____ Provided material

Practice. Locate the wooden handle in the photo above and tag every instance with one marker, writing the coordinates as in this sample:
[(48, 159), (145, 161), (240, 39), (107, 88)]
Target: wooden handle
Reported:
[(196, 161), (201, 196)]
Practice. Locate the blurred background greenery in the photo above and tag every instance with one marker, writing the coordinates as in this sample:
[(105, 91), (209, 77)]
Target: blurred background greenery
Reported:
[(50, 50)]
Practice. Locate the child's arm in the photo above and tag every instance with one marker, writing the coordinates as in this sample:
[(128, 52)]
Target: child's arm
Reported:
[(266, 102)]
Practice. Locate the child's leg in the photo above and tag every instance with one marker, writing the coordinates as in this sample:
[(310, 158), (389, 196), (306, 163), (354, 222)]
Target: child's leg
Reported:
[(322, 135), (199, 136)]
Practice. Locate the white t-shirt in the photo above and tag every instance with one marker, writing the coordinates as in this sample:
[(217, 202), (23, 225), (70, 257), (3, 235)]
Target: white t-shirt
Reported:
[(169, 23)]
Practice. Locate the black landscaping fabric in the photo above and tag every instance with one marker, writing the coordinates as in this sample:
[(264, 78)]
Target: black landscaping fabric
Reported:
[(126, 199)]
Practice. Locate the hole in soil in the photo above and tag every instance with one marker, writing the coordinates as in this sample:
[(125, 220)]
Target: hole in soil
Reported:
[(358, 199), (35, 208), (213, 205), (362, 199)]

________
____ Provided material

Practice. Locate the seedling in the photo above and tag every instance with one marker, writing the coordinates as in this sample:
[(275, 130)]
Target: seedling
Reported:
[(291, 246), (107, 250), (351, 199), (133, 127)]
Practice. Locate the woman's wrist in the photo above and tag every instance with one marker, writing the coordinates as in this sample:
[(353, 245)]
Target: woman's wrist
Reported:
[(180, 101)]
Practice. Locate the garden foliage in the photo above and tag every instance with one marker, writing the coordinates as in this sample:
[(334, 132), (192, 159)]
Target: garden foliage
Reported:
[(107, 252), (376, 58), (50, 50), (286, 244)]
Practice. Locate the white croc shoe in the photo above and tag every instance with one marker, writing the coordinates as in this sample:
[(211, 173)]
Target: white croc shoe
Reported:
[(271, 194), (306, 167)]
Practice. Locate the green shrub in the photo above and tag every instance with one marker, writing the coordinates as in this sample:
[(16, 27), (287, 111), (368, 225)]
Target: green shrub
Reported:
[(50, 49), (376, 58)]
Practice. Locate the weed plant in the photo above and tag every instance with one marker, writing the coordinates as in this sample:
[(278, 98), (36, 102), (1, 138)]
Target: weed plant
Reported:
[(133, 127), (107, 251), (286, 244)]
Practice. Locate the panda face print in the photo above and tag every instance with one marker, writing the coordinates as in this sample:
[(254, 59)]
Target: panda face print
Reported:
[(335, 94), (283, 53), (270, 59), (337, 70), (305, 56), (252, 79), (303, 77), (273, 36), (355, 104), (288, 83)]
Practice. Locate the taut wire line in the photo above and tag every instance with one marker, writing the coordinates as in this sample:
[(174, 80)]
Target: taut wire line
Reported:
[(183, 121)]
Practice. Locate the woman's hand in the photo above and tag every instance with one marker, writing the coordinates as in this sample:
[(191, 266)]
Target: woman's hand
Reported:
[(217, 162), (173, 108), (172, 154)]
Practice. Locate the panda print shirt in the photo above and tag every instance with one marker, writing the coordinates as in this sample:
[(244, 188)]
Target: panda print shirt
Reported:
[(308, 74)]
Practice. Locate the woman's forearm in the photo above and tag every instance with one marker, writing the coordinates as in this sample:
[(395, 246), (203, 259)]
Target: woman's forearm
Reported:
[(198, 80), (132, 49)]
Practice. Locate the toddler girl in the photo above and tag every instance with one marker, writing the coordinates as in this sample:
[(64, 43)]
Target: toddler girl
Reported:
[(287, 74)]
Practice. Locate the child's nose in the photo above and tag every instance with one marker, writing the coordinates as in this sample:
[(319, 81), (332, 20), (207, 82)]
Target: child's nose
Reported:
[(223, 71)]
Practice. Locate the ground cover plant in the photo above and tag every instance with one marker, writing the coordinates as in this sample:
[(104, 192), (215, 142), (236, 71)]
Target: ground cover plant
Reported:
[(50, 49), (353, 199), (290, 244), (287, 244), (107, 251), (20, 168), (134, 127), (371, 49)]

________

> What the task requires:
In the data above, which lines include "croc"? Return those lines.

> Result for this exercise:
Practice. Locate the white croc shoe in the photo above and tag every instance with one marker, writing the coordinates as in this sample:
Target: white croc shoe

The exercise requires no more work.